- PROBLEM STATEMENT -
Please pull out each line of the rows below that contains the word "building" and copy it on its own line.

- SUPPLIED DATA -

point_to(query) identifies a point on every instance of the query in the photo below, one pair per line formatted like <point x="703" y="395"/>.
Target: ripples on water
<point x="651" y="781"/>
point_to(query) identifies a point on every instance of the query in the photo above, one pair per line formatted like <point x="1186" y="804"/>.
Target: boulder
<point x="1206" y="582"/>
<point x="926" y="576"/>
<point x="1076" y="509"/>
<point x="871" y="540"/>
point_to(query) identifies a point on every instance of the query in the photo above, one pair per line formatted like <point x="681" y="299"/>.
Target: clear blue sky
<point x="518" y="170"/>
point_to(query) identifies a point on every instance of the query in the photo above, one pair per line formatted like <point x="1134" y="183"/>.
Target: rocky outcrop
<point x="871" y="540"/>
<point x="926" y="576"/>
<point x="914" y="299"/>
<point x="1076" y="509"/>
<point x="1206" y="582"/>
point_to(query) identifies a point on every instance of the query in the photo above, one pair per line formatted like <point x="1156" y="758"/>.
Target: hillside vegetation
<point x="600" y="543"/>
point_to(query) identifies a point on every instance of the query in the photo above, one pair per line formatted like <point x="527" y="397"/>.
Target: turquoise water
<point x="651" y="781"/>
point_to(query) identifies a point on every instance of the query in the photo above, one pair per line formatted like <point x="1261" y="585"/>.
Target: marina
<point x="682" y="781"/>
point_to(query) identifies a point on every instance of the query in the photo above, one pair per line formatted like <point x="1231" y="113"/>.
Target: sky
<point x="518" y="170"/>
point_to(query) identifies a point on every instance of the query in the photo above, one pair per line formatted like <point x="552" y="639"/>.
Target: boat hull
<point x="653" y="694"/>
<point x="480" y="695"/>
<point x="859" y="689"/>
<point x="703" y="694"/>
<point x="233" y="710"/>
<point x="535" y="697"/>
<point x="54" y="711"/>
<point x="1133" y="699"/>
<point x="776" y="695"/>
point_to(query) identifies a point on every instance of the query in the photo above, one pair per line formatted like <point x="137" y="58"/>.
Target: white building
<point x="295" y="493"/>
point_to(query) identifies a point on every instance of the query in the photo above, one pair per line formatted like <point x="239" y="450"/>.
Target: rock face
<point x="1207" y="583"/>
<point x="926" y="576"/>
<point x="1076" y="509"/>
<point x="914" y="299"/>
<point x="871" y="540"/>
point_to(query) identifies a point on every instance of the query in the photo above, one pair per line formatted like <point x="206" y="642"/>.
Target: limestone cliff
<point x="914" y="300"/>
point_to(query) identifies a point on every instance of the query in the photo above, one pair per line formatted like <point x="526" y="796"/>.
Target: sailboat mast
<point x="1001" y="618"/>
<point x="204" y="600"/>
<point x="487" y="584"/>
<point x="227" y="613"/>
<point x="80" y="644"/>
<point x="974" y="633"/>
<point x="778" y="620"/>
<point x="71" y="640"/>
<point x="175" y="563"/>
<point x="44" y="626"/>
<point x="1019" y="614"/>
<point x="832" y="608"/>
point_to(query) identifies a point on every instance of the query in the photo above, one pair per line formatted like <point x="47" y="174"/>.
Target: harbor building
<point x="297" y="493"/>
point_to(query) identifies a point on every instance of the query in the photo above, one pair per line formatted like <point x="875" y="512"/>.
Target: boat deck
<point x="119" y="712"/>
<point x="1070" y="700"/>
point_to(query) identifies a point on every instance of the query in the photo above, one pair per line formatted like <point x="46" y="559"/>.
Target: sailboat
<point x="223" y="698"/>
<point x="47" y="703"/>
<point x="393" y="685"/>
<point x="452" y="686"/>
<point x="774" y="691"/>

- RESPONSE BELOW -
Target: white building
Target: harbor building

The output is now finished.